[Start Excerpt]
Again, determining the source code difference 714 is done much faster than a full parsing of the newly received JavaScript code to its intermediate representation.

Then, the source code difference(s) is checked to determine whether the source code difference is (or correlates to) a subset of the cached metadata 136 for the cached, similar source code from 132 (Block 716). If so, the source code difference module 124 prompts a retrieval of the cached IR from 134 (that corresponds to the cached, similar source code), and the cached IR is cloned by the IR generator 126 (Block 718). An intermediate representation of the newly received source code is generated by first cloning (making a copy) the cached intermediate representation (from 134) of the matching similar code (from 132) and then modifying (e.g., replacing and updating) the cloned IR using the subset of metadata (from 136) corresponding to the cloned cached IR and the list of source code differences (Block 720). Thus, the intermediate representation for the newly received JavaScript source code is created (and is also saved in the VM Heap as an additional new cached IR in 134) without a full parsing of the JavaScript source code. If either of the steps corresponding to Blocks 712 and 716 fails, then known techniques for parsing the source code (to generate the IR code) are carried out on the received source code.

As shown in FIG. 7, the relevant parts of the cloned IR code are updated (using the metadata 136 that correlated with the source code differences) by replacing the current values in cloned cached source code (where there are differences between the received and cached source code 132) with the new values in the newly received source code to remove differences between the received source code and the similar source code. For example, a variable “var xy” in the cloned copy from the cached source code may be replaced with “var ab” that is present in the newly received source code if the source code difference indicates that the cached source has “var xy” while the new source has “var ab.” Similarly based on source code differences, a string “ax=‘hello there’” may be replaced with “ax=‘hi world’”; or “z=xy*w” may be replaced with “z=ab+w” (if these are the corresponding source code differences between the cached source code 132 and the newly received source code scopes respectively).

Further Extensions of Methodology

The methodology can be extended for differences at the level of simple JavaScript expressions and statements, when the source code difference gives enough information to construct a simple differential intermediate representation that can be then stitched in the cloned intermediate representation as a replacement of the parts belonging to the original JavaScript source code but not the new JavaScript source code.

In addition, some of the steps may be done speculatively and ahead of the time the particular JavaScript source code from the webpage needs to run. For example, the steps corresponding to Blocks 712, 714, 716, 718 and 720 may be performed speculatively ahead of time to move the processing time for these steps out of the critical path of JavaScript processing, thus providing increased performance improvement. Optionally to avoid code size growth in the JavaScript Heap 116 (e.g., due to speculative creation of cached IR code), some implementations may not perform the step corresponding to Block 720 speculatively and could limit speculation processing only for steps corresponding to Blocks 712, 714, 716, and 718.
[End Excerpt]
Stated problem:
Answer these questions using the excerpt on reusing cached intermediate representations for JavaScript:
(a) What is done with the received source code if either of the steps for Blocks 712 and 716 fails?
(b) In the example of source code differences, what may replace "z=xy*w"?
(c) Which block's step may some implementations choose not to perform speculatively, so as to avoid code size growth in the JavaScript Heap?
The lines that come next are taken from a different source.
[Start Provided information]
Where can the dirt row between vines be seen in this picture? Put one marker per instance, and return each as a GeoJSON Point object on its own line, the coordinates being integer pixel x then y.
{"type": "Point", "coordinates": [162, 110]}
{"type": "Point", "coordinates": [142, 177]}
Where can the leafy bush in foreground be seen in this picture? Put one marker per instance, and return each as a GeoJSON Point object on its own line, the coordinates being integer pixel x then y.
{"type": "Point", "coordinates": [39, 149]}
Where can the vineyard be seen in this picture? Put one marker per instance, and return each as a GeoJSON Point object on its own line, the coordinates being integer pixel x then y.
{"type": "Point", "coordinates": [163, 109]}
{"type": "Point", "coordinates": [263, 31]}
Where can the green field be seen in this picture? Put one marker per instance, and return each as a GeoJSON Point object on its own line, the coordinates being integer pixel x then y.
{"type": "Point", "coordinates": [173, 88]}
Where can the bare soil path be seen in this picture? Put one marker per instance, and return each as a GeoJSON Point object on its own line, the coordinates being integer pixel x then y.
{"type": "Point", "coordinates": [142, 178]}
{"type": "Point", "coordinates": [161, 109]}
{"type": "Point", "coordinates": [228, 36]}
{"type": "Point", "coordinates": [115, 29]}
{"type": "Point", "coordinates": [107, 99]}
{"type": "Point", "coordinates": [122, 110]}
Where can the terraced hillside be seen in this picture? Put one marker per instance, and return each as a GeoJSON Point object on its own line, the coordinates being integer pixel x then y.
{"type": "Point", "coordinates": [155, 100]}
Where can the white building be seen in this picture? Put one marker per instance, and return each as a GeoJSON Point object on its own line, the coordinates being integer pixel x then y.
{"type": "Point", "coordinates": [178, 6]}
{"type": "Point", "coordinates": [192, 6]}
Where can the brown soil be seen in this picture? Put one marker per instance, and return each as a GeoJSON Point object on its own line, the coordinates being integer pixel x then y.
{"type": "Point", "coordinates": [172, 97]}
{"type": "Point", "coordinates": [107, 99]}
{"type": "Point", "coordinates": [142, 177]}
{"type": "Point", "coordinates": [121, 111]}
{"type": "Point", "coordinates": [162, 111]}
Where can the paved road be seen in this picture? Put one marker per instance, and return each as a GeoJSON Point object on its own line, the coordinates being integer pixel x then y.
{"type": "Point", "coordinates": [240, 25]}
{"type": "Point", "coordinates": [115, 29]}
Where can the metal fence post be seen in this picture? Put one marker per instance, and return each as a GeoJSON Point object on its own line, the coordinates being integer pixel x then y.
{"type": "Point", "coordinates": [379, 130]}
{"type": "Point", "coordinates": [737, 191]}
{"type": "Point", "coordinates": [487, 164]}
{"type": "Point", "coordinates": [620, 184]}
[End Provided information]
Answer to this task:
(a) Known techniques for parsing the source code are carried out on it to generate the IR code.
(b) "z=ab+w"
(c) Block 720